(Collected data)
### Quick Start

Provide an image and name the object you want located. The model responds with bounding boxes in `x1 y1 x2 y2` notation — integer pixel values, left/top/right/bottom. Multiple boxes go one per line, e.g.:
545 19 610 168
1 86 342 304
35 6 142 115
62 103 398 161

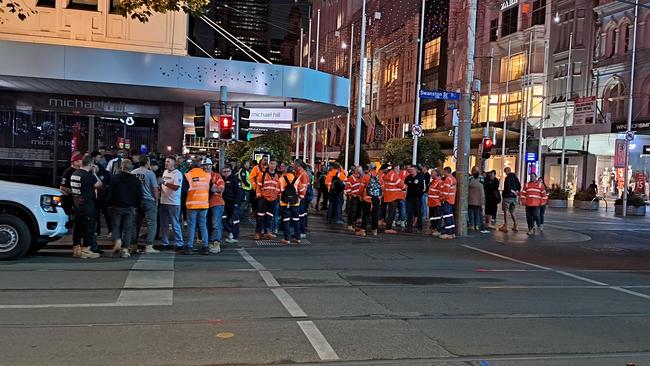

Exercise task
Copy the lines above word for word, leaving out the picture.

Written reply
### Quick Start

Provide an image and name the object you want located. The model responds with bounding boxes in `x1 y1 x2 y2` notation — integer pixel values, left/top/right/bottom. Multiple boxes go one per line, e.g.:
545 19 610 168
1 86 342 304
35 6 142 115
62 103 398 161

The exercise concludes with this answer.